Reproduce every entry exactly and leave its pictures out.

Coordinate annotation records
- - - -

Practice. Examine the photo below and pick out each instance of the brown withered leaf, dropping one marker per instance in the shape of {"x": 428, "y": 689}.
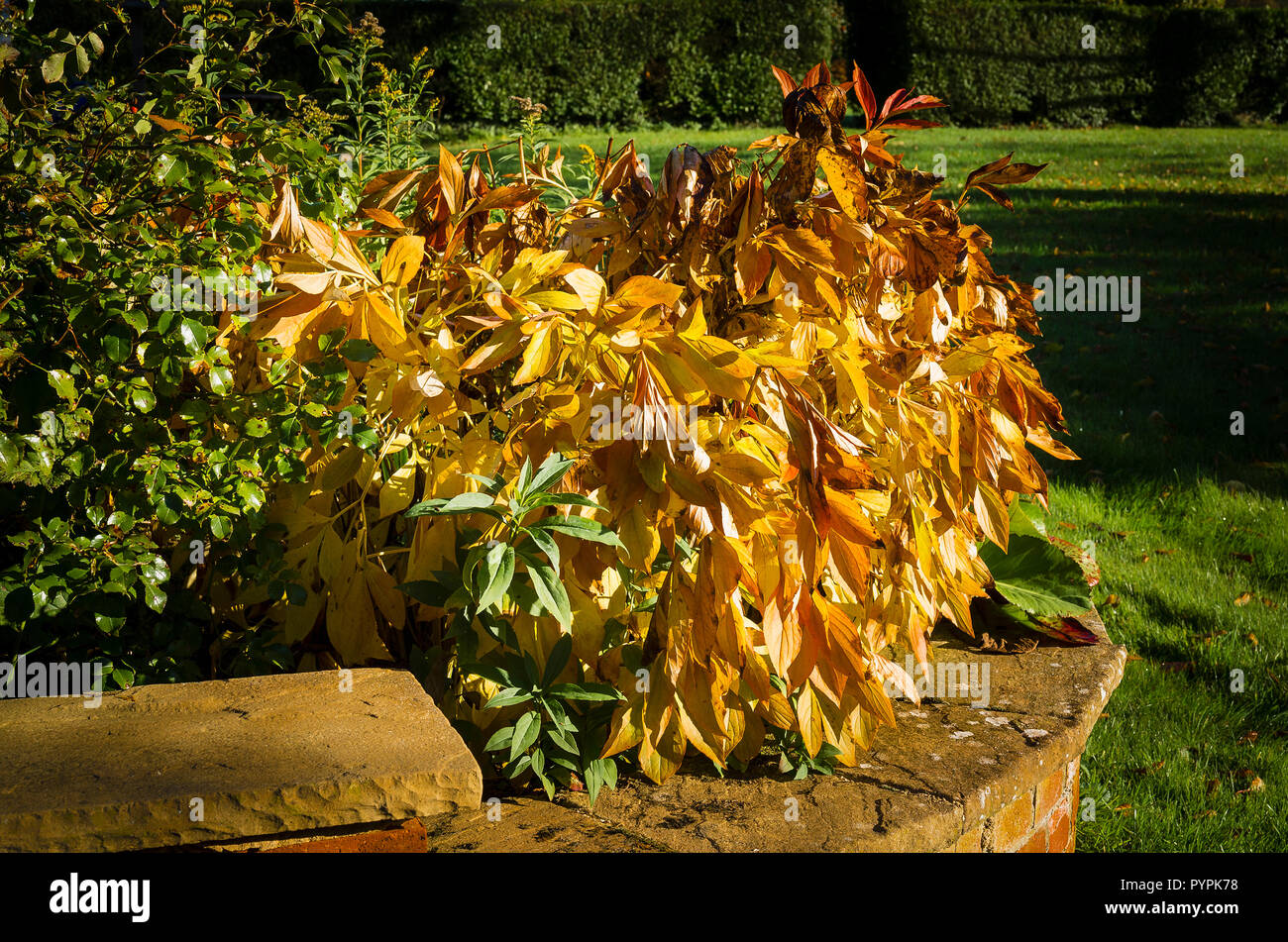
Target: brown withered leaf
{"x": 1000, "y": 172}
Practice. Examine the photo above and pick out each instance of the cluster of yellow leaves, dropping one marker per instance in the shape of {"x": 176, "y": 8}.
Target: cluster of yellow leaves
{"x": 831, "y": 407}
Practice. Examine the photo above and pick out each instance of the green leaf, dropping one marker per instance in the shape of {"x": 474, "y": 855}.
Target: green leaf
{"x": 52, "y": 68}
{"x": 583, "y": 528}
{"x": 220, "y": 379}
{"x": 426, "y": 590}
{"x": 359, "y": 351}
{"x": 116, "y": 345}
{"x": 558, "y": 661}
{"x": 462, "y": 503}
{"x": 563, "y": 498}
{"x": 545, "y": 543}
{"x": 142, "y": 396}
{"x": 500, "y": 739}
{"x": 524, "y": 478}
{"x": 585, "y": 691}
{"x": 63, "y": 383}
{"x": 1037, "y": 576}
{"x": 526, "y": 732}
{"x": 507, "y": 697}
{"x": 552, "y": 593}
{"x": 498, "y": 568}
{"x": 563, "y": 740}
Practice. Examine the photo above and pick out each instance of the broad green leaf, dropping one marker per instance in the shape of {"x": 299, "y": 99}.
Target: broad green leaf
{"x": 583, "y": 528}
{"x": 550, "y": 471}
{"x": 498, "y": 568}
{"x": 585, "y": 691}
{"x": 552, "y": 593}
{"x": 526, "y": 732}
{"x": 1037, "y": 576}
{"x": 462, "y": 503}
{"x": 558, "y": 661}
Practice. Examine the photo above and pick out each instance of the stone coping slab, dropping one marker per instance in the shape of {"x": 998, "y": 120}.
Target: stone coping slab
{"x": 949, "y": 777}
{"x": 266, "y": 756}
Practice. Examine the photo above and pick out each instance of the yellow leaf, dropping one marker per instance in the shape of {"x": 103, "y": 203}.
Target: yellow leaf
{"x": 351, "y": 624}
{"x": 389, "y": 600}
{"x": 402, "y": 261}
{"x": 589, "y": 286}
{"x": 330, "y": 558}
{"x": 537, "y": 357}
{"x": 845, "y": 176}
{"x": 398, "y": 490}
{"x": 340, "y": 470}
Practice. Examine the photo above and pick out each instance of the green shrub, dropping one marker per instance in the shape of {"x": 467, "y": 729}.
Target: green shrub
{"x": 1024, "y": 62}
{"x": 133, "y": 457}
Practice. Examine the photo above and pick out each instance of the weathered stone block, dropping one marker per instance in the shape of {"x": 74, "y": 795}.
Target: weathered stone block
{"x": 188, "y": 764}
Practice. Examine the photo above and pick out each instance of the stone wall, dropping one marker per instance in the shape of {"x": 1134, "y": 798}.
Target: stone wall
{"x": 372, "y": 765}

- - - -

§ REPLY
Practice. Examine the photo below and pick out each instance of the brown withered leaf, dropping one marker per instance in the shape of {"x": 428, "y": 689}.
Target: brown withered leaf
{"x": 1000, "y": 172}
Practice. Examine the photo above and pick out each instance of the cluster of yellow leaves, dropping one marker per instance in the shape of {"x": 176, "y": 8}.
Target: cluster of yellow leaves
{"x": 831, "y": 407}
Practice. Examine the photo above and pick out each instance of the green leaf, dropping one marker per instance in the shape of {"x": 474, "y": 855}.
Target: green leaf
{"x": 52, "y": 68}
{"x": 583, "y": 528}
{"x": 220, "y": 379}
{"x": 426, "y": 590}
{"x": 359, "y": 351}
{"x": 116, "y": 345}
{"x": 558, "y": 661}
{"x": 462, "y": 503}
{"x": 563, "y": 498}
{"x": 545, "y": 543}
{"x": 142, "y": 396}
{"x": 500, "y": 739}
{"x": 524, "y": 478}
{"x": 585, "y": 691}
{"x": 63, "y": 383}
{"x": 1037, "y": 576}
{"x": 526, "y": 732}
{"x": 507, "y": 697}
{"x": 552, "y": 593}
{"x": 498, "y": 568}
{"x": 563, "y": 740}
Practice. Examine the photo above and pick out each instance of the broad green leaf, dropping one marker per instance in the shape of {"x": 299, "y": 99}.
Target: broad green leaf
{"x": 583, "y": 528}
{"x": 550, "y": 471}
{"x": 498, "y": 568}
{"x": 585, "y": 691}
{"x": 552, "y": 593}
{"x": 526, "y": 732}
{"x": 1037, "y": 576}
{"x": 462, "y": 503}
{"x": 558, "y": 661}
Practice. Examine the photo above and pick out each instance of the stone coping slab, dropping one marker per instance in the shape of {"x": 998, "y": 120}.
Target: stone coping slab
{"x": 949, "y": 777}
{"x": 266, "y": 756}
Practice. Examine the photo above and pick out each instance of the yellow leaf, dropping one marker per instance in the shape of {"x": 103, "y": 203}.
Target: yellow leaf
{"x": 351, "y": 624}
{"x": 389, "y": 600}
{"x": 402, "y": 261}
{"x": 589, "y": 286}
{"x": 330, "y": 558}
{"x": 537, "y": 357}
{"x": 845, "y": 176}
{"x": 398, "y": 490}
{"x": 340, "y": 470}
Practice. Examine the photo above and pick out each instance of the green shrub, dropping one marker per instance in the shape of {"x": 467, "y": 729}.
Target: green shrub
{"x": 1024, "y": 62}
{"x": 133, "y": 457}
Practice. Examine the photo above and pick out each instance of the weathered stone block, dropping one marker per instance in the shape of {"x": 74, "y": 795}.
Target: weathered stone block
{"x": 188, "y": 764}
Practice. Examine the photo above and pick out each instance of the stone wall, dropping one marker per instance in the shape of {"x": 1134, "y": 798}.
Target: stone wall
{"x": 372, "y": 765}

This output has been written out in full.